Rever o Chile soa como grande prazer (Heraldo Palmeira/Reprodução)
Heraldo Palmeira

Rever o Chile soou como grande prazer. Desta vez, entreguei toda a programação local a um especialista: o guia Guillermo Silva, que conheci na minha primeira visita ao país, em 2008. Desde então, vieram outras visitas e fomos nos tornando amigos. Um homem admirável que não titubeou, num momento de crise financeira, em suspender o curso de direito para que o filho continuasse estudando. Enternecido, ele me disse: “Eu posso esperar e retomar algum dia, o menino, não”.

O dia ensolarado da sexta-feira fez Santiago encantadora durante o trajeto do aeroporto ao bairro de Vitacura, onde estava o nosso hotel. As duas janelas do quarto descortinavam a grandeza impassível da Cordilheira dos Andes.

O sábado de sol amanheceu propício à caminhada pelo centro da cidade, bem mais calmo do que nos dias de semana. Para começar, a Igreja de São Francisco e a Catedral Metropolitana, dois monumentos nacionais cuja beleza é de tirar o fôlego. A primeira, que também abriga a padroeira Virgen del Socorro, é bem mais calma e permite recolhimento para quem desejar fazer orações. A segunda vai estar sempre repleta de turistas.

■ Tarefas ■
(a) Traduza para o inglês esta frase do relato da viagem ao Chile: "O dia ensolarado da sexta-feira fez Santiago encantadora durante o trajeto do aeroporto ao bairro de Vitacura, onde estava o nosso hotel."
(b) Siga escrevendo o relato da viagem ao Chile a partir do ponto em que ele para.

■ Trechos da listagem ■
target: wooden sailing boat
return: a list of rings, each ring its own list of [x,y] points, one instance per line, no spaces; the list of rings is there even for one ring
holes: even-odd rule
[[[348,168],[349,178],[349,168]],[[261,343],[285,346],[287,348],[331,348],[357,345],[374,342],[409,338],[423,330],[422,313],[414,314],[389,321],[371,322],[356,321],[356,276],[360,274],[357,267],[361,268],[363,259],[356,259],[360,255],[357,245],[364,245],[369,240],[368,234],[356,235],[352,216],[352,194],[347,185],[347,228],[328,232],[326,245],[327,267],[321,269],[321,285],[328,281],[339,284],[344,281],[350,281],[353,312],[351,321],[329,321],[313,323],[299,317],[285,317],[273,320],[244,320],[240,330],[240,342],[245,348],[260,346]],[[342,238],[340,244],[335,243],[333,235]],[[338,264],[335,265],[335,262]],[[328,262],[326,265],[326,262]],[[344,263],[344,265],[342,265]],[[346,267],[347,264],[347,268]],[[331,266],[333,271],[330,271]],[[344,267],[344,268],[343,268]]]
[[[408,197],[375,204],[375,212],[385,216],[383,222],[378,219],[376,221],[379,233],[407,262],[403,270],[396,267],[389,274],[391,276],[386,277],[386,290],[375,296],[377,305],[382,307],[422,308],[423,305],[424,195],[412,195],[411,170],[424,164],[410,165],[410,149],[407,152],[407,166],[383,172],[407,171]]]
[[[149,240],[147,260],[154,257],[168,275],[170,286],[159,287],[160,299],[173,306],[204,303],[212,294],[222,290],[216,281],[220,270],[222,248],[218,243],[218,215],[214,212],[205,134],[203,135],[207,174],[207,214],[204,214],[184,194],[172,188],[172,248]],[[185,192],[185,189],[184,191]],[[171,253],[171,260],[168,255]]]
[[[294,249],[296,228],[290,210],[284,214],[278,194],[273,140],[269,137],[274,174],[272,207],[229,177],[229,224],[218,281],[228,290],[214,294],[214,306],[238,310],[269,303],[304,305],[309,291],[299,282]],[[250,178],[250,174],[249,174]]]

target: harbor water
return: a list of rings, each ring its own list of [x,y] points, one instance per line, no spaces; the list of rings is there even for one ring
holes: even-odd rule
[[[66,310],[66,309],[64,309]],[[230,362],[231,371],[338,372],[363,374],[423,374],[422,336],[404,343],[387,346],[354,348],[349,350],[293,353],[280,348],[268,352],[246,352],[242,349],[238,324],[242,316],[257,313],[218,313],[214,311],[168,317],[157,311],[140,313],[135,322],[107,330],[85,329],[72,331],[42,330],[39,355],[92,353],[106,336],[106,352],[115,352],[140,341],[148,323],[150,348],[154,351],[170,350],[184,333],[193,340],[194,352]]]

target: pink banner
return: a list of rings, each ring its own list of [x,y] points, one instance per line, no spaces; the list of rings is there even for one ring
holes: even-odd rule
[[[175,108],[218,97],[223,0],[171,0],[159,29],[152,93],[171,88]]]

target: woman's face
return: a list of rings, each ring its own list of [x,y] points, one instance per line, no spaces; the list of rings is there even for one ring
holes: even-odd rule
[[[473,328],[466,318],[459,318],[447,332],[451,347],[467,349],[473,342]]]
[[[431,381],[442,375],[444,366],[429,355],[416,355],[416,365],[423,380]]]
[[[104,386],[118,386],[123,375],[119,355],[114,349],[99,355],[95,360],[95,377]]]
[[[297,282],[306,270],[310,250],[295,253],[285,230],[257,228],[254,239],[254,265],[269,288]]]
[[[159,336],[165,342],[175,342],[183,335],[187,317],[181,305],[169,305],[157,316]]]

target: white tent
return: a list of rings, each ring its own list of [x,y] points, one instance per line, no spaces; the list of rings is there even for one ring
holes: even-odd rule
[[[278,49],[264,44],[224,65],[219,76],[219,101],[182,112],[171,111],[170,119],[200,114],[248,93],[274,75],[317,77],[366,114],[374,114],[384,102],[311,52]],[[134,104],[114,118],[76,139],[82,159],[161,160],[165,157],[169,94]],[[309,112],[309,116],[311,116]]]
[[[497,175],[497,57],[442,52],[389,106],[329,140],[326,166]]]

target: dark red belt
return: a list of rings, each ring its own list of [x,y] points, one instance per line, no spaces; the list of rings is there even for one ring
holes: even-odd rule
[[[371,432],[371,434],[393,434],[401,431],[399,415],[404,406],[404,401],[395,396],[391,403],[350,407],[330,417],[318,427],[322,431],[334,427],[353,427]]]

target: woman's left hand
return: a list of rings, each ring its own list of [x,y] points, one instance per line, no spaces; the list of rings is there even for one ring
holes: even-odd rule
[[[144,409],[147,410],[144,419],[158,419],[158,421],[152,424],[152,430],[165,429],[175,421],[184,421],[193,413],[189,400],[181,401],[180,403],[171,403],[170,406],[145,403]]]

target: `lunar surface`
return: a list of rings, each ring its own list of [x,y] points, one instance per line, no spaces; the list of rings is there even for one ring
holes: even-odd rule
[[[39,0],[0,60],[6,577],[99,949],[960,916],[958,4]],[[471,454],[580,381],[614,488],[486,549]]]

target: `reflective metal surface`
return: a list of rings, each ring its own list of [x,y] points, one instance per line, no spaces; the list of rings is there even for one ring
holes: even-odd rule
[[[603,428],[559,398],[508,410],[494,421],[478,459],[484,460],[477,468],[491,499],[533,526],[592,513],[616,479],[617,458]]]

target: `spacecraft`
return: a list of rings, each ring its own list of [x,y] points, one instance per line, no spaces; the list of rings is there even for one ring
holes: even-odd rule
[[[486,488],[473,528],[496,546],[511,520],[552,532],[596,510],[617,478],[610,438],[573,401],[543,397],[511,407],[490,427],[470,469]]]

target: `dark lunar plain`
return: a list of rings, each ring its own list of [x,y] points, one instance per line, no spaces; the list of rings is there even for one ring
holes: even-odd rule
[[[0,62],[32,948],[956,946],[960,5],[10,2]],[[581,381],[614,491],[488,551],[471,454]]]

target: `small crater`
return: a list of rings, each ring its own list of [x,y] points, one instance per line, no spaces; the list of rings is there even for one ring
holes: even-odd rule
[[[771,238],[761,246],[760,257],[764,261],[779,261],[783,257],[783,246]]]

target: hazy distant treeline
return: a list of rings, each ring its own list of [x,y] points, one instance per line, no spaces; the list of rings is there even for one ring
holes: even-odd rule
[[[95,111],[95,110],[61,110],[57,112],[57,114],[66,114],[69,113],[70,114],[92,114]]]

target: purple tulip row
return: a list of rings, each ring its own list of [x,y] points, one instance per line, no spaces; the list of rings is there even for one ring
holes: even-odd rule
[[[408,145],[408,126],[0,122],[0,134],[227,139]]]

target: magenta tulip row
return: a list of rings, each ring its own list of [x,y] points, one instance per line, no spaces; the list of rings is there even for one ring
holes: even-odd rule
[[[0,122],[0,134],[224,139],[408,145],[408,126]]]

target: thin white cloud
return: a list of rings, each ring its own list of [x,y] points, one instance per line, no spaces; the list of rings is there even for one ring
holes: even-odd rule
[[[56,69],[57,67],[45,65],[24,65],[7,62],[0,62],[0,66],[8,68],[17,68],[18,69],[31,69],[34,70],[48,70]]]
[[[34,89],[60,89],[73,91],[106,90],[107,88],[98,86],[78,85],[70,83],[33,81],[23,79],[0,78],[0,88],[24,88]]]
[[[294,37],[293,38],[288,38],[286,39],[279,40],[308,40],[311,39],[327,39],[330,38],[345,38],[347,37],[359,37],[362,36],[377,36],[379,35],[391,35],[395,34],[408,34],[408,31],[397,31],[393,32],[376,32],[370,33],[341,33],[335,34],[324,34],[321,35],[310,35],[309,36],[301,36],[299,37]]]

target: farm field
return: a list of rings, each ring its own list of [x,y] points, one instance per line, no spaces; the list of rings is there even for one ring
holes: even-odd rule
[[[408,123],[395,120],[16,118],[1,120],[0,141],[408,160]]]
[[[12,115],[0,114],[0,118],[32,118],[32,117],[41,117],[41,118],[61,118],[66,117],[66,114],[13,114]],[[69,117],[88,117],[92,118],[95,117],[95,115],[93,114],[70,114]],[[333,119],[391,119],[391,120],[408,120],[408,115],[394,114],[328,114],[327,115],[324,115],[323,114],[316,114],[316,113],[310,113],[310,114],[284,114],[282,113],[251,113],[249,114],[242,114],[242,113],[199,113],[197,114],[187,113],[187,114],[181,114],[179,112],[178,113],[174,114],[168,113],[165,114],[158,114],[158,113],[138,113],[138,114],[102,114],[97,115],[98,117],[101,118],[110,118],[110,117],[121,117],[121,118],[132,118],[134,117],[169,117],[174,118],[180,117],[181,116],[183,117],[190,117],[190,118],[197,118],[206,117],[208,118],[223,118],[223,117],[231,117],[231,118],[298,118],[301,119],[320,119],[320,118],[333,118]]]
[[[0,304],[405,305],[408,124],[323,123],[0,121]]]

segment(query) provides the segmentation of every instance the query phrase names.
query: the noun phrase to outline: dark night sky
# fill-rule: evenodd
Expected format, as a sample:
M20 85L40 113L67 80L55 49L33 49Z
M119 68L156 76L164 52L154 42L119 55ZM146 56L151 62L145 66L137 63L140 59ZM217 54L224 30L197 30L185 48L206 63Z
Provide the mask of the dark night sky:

■ Respostas ■
(a) The sunny Friday made Santiago charming during the drive from the airport to the Vitacura neighborhood, where our hotel was.

(b)
Depois do religioso, o profano da visita a um “cafe com piernas”, verdadeira instituição chilena onde as garçonetes trabalham seminuas qualquer que seja a estação do ano, vestidas em biquínis minúsculos. Esses cafés normalmente estão instalados em pequenas galerias comerciais e suas vidraças são opacas, impedindo a visão interna para quem passa pelo lado de fora.

Embora o ambiente seja essencialmente masculino, as mulheres podem visitar sem qualquer problema. Os engraçadinhos devem tomar cuidado e nunca confundir as moças com garotas de programa. Há quem garanta que alguns desses endereços tem cômodos para contatos mais íntimos, sempre rápidos, mas qualquer passo adiante tem de ser muito bem calculado.

Observar as ruas animadas e o comércio em plena atividade é um bom exercício antes do almoço no Bar Nacional 2. Trata-se de um local frequentado pelos chilenos. Existe o número 1 – onde funciona também a parte administrativa da empresa – mas o 2, na Calle Bandera, (quase esquina com a Huérfanos), é muito mais caloroso e indicado. Esse endereço não faz parte dos roteiros turísticos e foi um presente de aniversário que o Guillermo me deu, quando eu disse que desejava ter um dia de chileno naquela visita de 2008.

Dentre todos os sabores oferecidos, é recomendável se curvar ao pastel de “jaibas”, um grande pastel de caranguejo desfiado. Para os menos esfomeados pode servir até como prato principal, e custa barato. Quem gosta de sucos naturais deve experimentar o de “chirimoya” – deliciosa fruta nativa da Cordilheira dos Andes que para nós brasileiros vai soar parente próxima da fruta-de-conde e já frequenta empórios daqui.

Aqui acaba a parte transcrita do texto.